== Short task A ==
Return every line of the rows below that contains the string "path".
━━ Text segment
With the world’s markets focused on the no-confidence vote in Athens Tuesday evening, one of the big questions facing the investors is if Portugal and Ireland could fall into similar difficulties if dreaded contagion where to spread across Europe’s periphery.

Protester throws a stone during demonstration at anti-austerity rally.
AP
Protester throws a stone during demonstration at anti-austerity rally.

“The Irish and Portuguese public finances are not in as precarious a position as those of Greece, but we think that there is a strong chance that both economies will eventually have to follow in Greece’s footsteps and try to persuade private sector creditors to roll over their debt as part of a new bail-out,” said Ben May, the European economist at Capital Economics in a research note before the Greek vote.

“The likelihood of some form of debt rollover in Greece begs the question of whether similar arrangements will follow in Ireland and Portugal. After all, less than a year after Greece gained its first bail-out from the EU and IMF, Ireland and Portugal were forced to request help too,” May added.

With neither the Irish nor the Portuguese under pressure to negotiate more support from the European Union and the International Monetary Fund, May believes both governments have time but the question whether they will they eventually have to follow the Greek example again remains.

“On the face of it, then, this gives both governments at least another 18 months to persuade the markets that they can get their public finances on a stable footing without defaulting,” he wrote.

“But if Irish and Portuguese long-term bond yields remained well above 6 percent or so next summer, concerns of a funding crisis in 2013 would inevitably start to grow and would probably result in both Governments coming under pressure to accept a second bail-out package well before 2013,” said May.

With no chance of either country running a budget surplus next year, May believes the budget deficit in both countries could actually keep going up.

“In all, we think that both countries may eventually follow in Greece’s path and have to seek a second bail-out package. Given the unpopularity of bail-outs among core voters, policymakers are likely to demand that the private sector shares some of the burden too,” he said.

“And if our pessimistic growth forecasts turn out to be correct, there is a risk that this is eventually followed by a more significant default,” May added.
━━━━
== Short task B ==
For each statement, say whether the article on Ireland and Portugal above supports it, answering yes or no and quoting the deciding words: (i) The Irish and Portuguese public finances are in as precarious a position as those of Greece. (ii) Ireland and Portugal requested help less than a year after Greece's first bail-out. (iii) May expects both countries to run a budget surplus next year.
━━ Provided information
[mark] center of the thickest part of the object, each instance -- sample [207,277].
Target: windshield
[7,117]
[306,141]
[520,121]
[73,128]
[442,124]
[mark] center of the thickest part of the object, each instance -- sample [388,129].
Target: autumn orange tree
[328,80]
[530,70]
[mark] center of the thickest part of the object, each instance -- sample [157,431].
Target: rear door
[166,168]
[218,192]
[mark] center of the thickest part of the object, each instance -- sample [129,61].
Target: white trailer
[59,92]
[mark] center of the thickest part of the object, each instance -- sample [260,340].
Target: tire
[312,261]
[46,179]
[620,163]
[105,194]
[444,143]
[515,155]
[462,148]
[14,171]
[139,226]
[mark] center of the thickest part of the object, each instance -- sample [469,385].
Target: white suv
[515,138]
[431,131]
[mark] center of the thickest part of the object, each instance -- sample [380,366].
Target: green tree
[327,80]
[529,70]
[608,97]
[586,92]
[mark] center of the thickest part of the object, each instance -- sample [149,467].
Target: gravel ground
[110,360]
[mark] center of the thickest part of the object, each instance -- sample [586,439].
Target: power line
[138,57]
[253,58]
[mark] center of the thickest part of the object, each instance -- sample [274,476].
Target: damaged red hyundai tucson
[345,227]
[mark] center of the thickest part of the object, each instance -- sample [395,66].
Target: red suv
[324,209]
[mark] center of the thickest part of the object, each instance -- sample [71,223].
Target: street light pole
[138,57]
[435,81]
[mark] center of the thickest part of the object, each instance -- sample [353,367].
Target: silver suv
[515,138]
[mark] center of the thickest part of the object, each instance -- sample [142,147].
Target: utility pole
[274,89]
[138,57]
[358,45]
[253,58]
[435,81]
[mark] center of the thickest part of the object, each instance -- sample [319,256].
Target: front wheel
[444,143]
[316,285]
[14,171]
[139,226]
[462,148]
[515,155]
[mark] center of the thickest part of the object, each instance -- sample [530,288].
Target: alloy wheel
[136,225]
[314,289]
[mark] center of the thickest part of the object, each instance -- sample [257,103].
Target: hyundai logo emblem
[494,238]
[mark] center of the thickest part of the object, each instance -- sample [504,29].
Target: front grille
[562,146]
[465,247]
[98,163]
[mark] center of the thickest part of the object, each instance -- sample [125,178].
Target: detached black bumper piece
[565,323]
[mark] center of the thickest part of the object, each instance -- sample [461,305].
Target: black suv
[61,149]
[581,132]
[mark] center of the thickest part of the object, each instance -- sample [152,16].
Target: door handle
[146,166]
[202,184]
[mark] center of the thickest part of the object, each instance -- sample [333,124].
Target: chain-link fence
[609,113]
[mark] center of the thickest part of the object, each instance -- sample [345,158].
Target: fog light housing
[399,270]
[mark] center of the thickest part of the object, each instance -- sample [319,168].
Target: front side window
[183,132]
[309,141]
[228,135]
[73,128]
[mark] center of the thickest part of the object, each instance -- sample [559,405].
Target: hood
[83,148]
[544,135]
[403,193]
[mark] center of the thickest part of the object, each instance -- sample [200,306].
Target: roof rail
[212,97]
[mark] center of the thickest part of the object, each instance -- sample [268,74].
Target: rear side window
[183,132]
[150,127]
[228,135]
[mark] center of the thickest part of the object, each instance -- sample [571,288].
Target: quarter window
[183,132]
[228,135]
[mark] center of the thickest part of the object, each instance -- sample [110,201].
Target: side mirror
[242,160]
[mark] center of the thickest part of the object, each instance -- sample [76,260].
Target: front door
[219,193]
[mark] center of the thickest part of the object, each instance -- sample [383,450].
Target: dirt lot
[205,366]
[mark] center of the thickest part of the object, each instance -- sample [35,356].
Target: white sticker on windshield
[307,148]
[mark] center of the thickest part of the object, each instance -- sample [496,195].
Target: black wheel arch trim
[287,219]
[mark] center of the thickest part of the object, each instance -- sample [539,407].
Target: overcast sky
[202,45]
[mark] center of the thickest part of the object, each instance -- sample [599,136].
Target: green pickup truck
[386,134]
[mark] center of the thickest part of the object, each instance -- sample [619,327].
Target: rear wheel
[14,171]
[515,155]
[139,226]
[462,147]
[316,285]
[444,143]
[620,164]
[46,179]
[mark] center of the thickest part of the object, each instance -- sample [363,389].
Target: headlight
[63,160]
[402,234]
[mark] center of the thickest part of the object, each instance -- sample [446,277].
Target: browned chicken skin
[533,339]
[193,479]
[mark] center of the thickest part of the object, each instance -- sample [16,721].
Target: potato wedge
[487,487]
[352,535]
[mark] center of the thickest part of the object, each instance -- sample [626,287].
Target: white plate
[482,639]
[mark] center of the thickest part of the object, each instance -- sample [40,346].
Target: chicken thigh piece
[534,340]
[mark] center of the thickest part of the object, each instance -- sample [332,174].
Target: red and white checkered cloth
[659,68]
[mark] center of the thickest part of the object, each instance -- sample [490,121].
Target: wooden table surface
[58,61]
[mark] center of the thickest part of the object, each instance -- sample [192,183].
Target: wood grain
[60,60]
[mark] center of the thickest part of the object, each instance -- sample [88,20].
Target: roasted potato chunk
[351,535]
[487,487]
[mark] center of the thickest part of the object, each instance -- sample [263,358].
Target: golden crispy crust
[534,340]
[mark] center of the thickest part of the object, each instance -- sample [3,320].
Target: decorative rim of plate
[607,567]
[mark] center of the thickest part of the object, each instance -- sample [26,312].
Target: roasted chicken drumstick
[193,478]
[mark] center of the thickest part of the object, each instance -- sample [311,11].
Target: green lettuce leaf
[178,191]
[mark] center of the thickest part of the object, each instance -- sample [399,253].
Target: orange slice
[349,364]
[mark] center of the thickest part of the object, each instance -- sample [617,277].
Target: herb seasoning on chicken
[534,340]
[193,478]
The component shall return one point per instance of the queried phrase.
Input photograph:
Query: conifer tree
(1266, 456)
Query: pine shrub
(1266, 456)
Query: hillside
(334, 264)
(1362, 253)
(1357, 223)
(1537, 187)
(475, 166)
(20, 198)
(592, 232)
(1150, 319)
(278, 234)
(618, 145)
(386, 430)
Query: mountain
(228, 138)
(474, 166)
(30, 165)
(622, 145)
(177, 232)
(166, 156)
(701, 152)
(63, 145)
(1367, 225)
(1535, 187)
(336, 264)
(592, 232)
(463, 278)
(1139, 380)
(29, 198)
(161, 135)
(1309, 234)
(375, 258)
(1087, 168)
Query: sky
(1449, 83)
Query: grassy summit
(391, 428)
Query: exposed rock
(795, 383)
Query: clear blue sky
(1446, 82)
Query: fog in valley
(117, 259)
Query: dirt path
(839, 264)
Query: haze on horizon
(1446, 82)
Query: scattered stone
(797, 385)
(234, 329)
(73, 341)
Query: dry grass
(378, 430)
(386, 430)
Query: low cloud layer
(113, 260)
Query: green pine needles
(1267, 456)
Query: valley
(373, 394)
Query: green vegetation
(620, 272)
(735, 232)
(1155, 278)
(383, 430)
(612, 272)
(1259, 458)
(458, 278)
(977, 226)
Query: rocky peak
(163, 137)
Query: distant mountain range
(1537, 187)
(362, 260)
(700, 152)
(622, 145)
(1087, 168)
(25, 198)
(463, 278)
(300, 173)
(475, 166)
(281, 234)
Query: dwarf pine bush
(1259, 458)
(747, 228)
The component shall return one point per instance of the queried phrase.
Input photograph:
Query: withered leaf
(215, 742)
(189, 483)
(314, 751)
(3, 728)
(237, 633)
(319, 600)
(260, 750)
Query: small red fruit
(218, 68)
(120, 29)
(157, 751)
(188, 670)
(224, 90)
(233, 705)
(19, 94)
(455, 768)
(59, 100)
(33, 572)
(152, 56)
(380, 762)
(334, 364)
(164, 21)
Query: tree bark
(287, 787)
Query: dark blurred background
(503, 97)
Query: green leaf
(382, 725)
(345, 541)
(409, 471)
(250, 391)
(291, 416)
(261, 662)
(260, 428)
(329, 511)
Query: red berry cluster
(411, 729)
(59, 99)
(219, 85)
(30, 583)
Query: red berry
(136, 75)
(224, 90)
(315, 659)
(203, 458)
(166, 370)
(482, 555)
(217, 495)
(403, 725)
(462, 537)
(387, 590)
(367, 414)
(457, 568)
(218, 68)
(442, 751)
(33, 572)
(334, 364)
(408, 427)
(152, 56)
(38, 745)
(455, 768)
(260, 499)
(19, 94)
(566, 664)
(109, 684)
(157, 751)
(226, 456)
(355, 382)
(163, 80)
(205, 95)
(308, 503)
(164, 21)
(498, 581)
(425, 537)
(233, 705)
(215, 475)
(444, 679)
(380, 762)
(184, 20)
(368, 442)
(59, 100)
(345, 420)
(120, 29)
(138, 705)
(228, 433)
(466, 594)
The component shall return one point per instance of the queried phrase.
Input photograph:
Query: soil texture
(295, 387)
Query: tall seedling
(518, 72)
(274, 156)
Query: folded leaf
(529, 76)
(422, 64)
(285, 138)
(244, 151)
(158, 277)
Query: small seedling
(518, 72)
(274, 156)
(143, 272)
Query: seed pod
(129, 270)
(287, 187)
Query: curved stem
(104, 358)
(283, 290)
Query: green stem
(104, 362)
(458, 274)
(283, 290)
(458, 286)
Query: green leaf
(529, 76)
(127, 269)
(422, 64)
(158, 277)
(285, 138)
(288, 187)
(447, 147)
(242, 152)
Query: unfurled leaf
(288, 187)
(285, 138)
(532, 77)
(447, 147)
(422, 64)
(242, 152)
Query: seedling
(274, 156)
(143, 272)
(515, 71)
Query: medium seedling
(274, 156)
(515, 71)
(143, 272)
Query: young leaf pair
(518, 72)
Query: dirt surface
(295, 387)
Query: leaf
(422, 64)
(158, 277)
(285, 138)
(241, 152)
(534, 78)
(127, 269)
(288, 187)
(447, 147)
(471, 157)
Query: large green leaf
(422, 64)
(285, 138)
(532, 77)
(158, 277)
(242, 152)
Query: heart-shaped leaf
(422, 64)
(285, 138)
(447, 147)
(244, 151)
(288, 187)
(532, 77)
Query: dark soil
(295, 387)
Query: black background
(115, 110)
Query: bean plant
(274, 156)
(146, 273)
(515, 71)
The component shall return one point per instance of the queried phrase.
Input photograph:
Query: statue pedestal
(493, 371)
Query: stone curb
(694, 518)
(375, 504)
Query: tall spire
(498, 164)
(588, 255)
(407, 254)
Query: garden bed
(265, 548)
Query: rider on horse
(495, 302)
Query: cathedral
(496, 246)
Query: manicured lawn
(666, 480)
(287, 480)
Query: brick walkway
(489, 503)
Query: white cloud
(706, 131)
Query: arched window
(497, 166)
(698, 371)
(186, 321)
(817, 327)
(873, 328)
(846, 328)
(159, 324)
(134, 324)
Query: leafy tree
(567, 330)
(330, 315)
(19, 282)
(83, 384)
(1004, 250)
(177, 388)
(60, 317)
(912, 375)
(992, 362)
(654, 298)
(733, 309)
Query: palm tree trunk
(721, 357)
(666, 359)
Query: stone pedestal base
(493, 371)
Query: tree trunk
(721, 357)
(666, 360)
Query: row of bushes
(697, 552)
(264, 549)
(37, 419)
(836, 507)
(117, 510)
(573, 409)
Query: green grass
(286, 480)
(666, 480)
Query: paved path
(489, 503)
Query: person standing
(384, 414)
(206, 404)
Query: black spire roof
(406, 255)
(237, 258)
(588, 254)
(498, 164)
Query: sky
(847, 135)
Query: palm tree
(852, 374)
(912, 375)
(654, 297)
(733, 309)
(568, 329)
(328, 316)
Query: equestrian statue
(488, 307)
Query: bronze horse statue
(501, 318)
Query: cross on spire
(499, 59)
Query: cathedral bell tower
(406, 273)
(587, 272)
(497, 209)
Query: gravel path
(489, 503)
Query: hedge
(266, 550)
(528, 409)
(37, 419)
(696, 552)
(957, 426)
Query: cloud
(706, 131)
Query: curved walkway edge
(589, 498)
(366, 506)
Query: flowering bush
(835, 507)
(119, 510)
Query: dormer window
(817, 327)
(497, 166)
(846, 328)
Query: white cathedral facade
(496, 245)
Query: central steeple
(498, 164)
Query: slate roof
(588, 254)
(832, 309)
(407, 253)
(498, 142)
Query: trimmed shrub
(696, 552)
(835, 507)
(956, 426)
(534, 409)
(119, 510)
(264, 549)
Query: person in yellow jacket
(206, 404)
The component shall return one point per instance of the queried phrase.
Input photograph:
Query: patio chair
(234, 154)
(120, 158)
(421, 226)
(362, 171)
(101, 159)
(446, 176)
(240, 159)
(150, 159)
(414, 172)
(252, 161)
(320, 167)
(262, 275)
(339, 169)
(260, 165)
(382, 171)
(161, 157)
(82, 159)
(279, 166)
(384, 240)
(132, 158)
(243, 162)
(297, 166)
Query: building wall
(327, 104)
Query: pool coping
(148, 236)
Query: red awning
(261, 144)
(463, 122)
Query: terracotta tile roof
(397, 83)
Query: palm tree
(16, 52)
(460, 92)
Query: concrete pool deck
━━━━
== Task output A ==
Query: dirt path
Query: paved path
Query: gravel path

== Task output B ==
(i) No: "The Irish and Portuguese public finances are not in as precarious a position as those of Greece"
(ii) Yes: "less than a year after Greece gained its first bail-out from the EU and IMF, Ireland and Portugal were forced to request help too"
(iii) No: "With no chance of either country running a budget surplus next year"